[Opening Material for the task section]

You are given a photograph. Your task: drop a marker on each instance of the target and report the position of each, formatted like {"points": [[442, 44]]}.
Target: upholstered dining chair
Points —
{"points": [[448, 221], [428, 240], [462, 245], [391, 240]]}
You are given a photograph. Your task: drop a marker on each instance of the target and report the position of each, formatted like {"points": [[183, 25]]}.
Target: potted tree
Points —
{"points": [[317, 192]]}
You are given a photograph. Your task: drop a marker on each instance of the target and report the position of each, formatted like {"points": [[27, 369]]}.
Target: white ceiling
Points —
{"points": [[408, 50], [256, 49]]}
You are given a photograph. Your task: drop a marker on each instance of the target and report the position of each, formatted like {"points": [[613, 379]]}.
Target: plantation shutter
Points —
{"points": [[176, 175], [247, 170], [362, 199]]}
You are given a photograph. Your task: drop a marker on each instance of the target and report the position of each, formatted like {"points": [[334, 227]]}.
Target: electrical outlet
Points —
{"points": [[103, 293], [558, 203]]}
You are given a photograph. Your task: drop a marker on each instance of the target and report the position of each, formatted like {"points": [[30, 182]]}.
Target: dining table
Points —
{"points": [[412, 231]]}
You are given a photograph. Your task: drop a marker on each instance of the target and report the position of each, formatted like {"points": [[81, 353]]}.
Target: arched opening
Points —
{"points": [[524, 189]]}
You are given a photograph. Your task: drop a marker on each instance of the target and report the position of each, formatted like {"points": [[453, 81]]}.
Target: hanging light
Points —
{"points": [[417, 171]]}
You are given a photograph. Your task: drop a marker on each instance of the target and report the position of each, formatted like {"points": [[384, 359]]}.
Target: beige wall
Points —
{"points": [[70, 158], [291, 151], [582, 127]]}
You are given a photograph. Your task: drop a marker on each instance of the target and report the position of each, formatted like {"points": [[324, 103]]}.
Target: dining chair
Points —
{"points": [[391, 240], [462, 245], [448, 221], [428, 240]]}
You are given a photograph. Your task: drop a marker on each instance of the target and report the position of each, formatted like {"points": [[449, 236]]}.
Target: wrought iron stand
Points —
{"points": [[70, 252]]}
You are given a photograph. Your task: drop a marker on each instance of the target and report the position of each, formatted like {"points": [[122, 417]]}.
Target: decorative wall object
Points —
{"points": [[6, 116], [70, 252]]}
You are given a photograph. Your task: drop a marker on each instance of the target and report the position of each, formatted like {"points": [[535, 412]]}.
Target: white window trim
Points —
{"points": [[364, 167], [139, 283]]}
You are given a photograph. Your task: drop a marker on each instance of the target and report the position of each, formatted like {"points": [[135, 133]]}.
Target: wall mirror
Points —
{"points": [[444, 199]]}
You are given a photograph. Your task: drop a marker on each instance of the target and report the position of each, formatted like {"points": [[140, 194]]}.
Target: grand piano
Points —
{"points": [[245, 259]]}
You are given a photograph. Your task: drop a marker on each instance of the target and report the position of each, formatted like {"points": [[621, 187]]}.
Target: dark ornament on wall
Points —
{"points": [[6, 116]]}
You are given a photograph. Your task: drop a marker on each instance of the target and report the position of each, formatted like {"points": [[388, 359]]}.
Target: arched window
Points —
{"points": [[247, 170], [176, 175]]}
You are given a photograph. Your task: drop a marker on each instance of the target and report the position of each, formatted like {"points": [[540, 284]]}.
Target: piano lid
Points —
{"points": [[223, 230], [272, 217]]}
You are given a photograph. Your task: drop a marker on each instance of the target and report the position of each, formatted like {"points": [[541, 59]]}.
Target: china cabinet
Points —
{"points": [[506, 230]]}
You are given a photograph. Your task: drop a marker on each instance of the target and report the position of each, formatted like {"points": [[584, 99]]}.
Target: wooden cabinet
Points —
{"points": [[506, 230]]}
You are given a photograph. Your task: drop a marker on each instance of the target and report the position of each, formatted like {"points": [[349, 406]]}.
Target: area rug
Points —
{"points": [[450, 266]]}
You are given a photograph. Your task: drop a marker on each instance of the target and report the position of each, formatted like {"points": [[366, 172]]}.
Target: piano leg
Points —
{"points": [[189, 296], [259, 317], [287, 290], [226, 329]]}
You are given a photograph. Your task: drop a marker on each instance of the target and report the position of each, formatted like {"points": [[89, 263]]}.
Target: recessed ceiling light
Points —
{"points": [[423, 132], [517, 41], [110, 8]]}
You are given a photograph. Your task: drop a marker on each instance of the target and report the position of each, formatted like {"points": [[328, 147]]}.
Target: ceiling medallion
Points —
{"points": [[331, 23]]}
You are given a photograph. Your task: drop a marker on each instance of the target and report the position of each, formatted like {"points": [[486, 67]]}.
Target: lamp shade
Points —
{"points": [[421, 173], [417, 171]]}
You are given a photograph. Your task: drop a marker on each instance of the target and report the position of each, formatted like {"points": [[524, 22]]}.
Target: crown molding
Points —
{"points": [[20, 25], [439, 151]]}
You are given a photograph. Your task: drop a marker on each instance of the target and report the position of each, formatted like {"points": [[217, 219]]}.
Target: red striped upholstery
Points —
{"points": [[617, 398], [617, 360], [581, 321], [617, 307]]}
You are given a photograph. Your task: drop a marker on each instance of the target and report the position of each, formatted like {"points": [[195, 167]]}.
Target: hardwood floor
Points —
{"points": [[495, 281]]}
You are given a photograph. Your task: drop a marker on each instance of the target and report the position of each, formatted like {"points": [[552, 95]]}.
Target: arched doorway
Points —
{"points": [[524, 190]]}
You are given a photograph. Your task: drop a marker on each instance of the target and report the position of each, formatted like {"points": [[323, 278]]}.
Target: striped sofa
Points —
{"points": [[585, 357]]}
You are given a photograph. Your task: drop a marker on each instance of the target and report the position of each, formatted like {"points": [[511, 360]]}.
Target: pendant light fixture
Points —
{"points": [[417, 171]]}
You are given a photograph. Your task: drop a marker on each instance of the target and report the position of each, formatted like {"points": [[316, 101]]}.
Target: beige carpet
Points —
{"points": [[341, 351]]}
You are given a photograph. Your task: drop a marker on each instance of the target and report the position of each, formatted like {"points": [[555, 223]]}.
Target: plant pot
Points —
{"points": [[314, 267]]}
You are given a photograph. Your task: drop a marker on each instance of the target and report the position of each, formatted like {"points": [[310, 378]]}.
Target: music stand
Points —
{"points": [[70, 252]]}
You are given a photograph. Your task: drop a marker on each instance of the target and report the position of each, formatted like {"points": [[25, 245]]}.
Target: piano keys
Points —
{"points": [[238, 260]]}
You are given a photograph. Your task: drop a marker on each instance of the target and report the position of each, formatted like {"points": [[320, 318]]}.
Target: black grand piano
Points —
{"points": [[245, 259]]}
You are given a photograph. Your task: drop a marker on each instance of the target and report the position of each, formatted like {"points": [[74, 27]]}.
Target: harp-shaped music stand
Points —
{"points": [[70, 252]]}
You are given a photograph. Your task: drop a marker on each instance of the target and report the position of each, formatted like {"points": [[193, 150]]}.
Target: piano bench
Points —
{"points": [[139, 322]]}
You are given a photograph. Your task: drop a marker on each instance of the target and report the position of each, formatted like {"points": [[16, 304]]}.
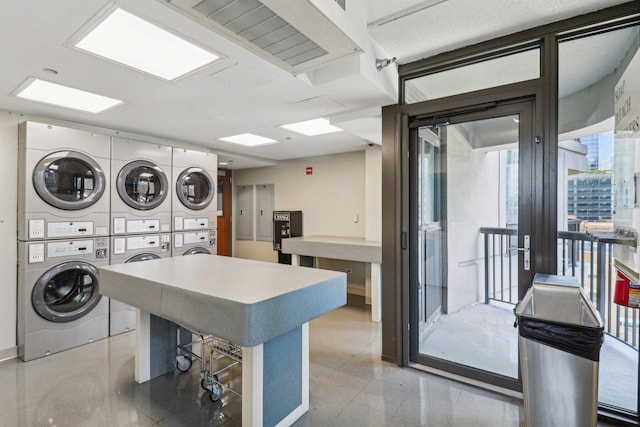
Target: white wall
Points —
{"points": [[8, 232], [473, 201], [330, 199]]}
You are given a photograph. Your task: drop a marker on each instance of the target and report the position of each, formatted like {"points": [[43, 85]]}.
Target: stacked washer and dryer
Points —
{"points": [[140, 212], [63, 238], [194, 207], [87, 200]]}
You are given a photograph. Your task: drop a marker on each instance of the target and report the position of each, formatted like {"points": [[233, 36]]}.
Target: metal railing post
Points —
{"points": [[602, 278], [486, 268]]}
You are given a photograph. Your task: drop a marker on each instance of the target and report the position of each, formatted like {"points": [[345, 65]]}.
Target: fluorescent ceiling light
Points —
{"points": [[65, 96], [134, 42], [248, 139], [312, 127]]}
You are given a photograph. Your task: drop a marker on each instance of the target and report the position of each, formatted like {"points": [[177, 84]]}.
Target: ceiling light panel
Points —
{"points": [[65, 96], [259, 25], [312, 127], [129, 40], [248, 139]]}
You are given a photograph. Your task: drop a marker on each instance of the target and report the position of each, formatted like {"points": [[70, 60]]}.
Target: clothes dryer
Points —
{"points": [[63, 186], [194, 197], [122, 317], [140, 173], [194, 242], [59, 301]]}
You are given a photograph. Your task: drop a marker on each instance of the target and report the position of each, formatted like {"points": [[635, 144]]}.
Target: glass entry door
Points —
{"points": [[471, 203]]}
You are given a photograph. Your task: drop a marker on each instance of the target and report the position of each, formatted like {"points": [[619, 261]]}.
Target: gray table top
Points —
{"points": [[244, 301]]}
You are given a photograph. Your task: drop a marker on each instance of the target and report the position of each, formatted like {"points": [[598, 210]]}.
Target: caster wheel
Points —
{"points": [[183, 363], [206, 384], [216, 392]]}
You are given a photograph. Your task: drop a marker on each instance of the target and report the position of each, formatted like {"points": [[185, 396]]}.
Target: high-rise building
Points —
{"points": [[590, 193]]}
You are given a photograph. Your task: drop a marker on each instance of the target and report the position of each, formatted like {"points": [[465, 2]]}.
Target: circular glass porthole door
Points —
{"points": [[197, 250], [195, 188], [66, 292], [143, 257], [142, 185], [69, 180]]}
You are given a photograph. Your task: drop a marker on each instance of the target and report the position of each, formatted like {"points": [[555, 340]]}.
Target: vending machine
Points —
{"points": [[285, 224], [626, 201]]}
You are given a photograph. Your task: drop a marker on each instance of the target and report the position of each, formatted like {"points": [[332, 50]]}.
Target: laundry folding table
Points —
{"points": [[262, 307]]}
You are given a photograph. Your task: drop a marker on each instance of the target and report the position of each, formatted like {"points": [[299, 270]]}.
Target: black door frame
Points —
{"points": [[529, 173]]}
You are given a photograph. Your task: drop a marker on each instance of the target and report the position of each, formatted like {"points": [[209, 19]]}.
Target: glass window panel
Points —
{"points": [[513, 68], [598, 94]]}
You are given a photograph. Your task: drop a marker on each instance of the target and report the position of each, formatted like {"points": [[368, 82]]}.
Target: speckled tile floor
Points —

[Closing Material for the task section]

For the word "grand", return every line of the records that holds it.

## Result
Target: grand piano
Target: black grand piano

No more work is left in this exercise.